Natural language region descriptions

----------

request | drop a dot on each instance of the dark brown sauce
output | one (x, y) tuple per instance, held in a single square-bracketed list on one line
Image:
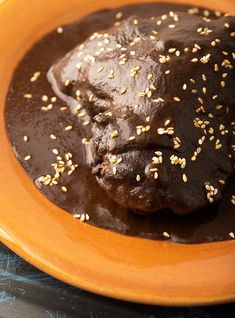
[(24, 117)]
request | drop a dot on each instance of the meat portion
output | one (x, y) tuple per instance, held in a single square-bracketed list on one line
[(160, 94)]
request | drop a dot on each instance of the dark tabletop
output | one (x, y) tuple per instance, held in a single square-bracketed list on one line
[(26, 292)]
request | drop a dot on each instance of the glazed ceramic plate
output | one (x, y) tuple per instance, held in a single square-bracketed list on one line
[(100, 261)]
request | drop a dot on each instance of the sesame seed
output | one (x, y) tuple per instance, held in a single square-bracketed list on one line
[(166, 234), (55, 151), (60, 30), (26, 138), (68, 128), (205, 59), (64, 189), (44, 98), (176, 99), (123, 91), (85, 141), (119, 15), (28, 157), (167, 122), (53, 137), (35, 76), (77, 215), (28, 96), (155, 175), (114, 134)]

----------

## Problem to solve
Print every record above exactly as written, leaving out the pictures.

## Expected answer
request | drop a dot on each instance of the dark brown sauce
output | one (x, y) tuple per instance, held in a single square-bracketed list on one line
Image:
[(24, 117)]
request | drop a dot on each instance of the meat portion
output | one (x, y) tuple per instance, held in a single square-bracketed list on one line
[(160, 94)]
request | drop a dot on each instance of the dark tabletop
output | one (x, y) tuple per instance, held in a single square-bracketed list on one line
[(26, 292)]
request | drop a dot on each instance of the glazed ceramic plate
output | one (x, y) tuple per instance, held in a single square-bracketed list on one line
[(100, 261)]
request | drop a dot on each instance of the sesame seed
output | one (x, y) tuple per instance, held in a single square-bracketed list on one line
[(166, 234), (55, 151), (60, 30), (26, 138), (68, 128), (205, 59), (64, 189), (44, 98), (176, 99), (123, 91), (85, 141), (119, 15), (28, 157), (167, 122), (53, 137), (35, 76), (77, 215), (28, 96), (155, 175), (114, 134)]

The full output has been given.